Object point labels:

----

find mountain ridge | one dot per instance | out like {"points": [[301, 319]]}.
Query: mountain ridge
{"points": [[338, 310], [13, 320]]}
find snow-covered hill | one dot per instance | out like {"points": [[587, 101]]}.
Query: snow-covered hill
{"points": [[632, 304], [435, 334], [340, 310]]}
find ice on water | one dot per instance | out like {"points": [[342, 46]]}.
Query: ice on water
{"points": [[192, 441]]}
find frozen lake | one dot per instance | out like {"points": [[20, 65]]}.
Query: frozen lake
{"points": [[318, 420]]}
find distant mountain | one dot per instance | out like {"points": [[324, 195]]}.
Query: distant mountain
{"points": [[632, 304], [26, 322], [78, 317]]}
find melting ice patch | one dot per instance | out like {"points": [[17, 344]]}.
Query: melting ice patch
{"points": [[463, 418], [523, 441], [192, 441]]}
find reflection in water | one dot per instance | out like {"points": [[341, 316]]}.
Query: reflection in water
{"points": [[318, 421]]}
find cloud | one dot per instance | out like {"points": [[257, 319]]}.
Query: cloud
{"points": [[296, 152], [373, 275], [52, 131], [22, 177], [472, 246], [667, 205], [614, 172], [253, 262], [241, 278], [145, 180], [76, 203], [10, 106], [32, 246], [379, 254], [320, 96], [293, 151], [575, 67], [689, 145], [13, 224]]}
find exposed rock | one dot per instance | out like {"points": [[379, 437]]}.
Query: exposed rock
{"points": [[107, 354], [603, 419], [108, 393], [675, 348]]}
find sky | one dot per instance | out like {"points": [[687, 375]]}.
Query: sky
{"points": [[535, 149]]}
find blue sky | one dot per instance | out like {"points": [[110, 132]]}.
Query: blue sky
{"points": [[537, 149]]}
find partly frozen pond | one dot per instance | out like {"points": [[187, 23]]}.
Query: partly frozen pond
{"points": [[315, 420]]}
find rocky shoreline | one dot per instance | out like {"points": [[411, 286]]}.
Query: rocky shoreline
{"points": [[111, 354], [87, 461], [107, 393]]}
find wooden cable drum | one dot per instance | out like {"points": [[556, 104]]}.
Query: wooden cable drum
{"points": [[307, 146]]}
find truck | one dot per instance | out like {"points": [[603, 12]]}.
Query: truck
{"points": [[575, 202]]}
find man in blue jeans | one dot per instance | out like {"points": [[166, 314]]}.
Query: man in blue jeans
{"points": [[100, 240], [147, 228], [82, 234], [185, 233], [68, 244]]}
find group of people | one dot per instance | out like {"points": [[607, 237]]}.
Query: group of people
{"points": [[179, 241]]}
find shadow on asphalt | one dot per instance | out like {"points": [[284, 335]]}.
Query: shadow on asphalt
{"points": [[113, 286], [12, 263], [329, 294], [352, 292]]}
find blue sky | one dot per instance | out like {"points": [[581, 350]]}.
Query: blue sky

----

WHAT IS BEING ASKED: Switch "one dot per instance" to "one point per instance" wherever it appears in the records above, keeping everything else unchanged.

REPLY TO THE TASK:
find mountain ridge | one point per instance | out like {"points": [[301, 319]]}.
Query: mountain ridge
{"points": [[338, 310], [13, 320]]}
find snow-covered hill | one point per instance | out like {"points": [[587, 101]]}.
Query: snow-covered hill
{"points": [[632, 304], [435, 334], [340, 310]]}
find ice on water | one point per instance | out like {"points": [[342, 46]]}.
Query: ice on water
{"points": [[192, 441]]}
find frozen lake | one point per instance | out like {"points": [[20, 65]]}.
Query: frozen lake
{"points": [[318, 420]]}
find distant mountain | one point per instance | out like {"points": [[324, 195]]}.
Query: distant mountain
{"points": [[632, 304], [26, 322], [78, 317]]}
find melting ice patch | one point per instance | out like {"points": [[17, 344]]}.
Query: melting ice patch
{"points": [[463, 418], [523, 441], [192, 441]]}
find reflection in water | one point per instance | out like {"points": [[341, 316]]}.
Query: reflection in water
{"points": [[318, 421]]}
find cloud | one point per instance | out like {"points": [[257, 319]]}.
Query: cloud
{"points": [[296, 152], [373, 275], [52, 131], [22, 177], [472, 246], [667, 205], [614, 172], [253, 262], [241, 278], [145, 180], [76, 203], [10, 106], [32, 246], [379, 254], [320, 96], [293, 151], [575, 67], [689, 145], [13, 224]]}
find exposed rock | one point per instance | out like {"points": [[379, 437]]}.
Query: exposed rock
{"points": [[107, 354], [603, 419], [108, 393], [675, 348]]}
find sky | one point per instance | out like {"points": [[687, 375]]}.
Query: sky
{"points": [[535, 149]]}
find blue sky | one point per instance | out like {"points": [[110, 132]]}.
Query: blue sky
{"points": [[537, 149]]}
find partly frozen pond | one point per instance | out like {"points": [[187, 23]]}.
Query: partly frozen pond
{"points": [[315, 420]]}
find rocky shoreline | one point per instance | out like {"points": [[411, 286]]}.
Query: rocky shoreline
{"points": [[111, 354], [87, 461], [107, 393]]}
find wooden cable drum | one point per instance | out like {"points": [[556, 104]]}.
Query: wooden cable drum
{"points": [[307, 146]]}
find truck | one point per instance | out like {"points": [[603, 12]]}.
Query: truck
{"points": [[575, 202]]}
find man in blue jeans | one point per instance | out like {"points": [[166, 314]]}.
Query: man in blue jeans
{"points": [[100, 240], [147, 228], [82, 234], [185, 233], [68, 244]]}
find group of people | one point per instance | out like {"points": [[607, 237]]}.
Query: group of people
{"points": [[179, 241]]}
find shadow on asphalt | one point per instance | out like {"points": [[284, 335]]}.
Query: shadow on asphalt
{"points": [[113, 286], [12, 263], [329, 294], [352, 292]]}
find blue sky | one point per instance | out like {"points": [[581, 350]]}.
Query: blue sky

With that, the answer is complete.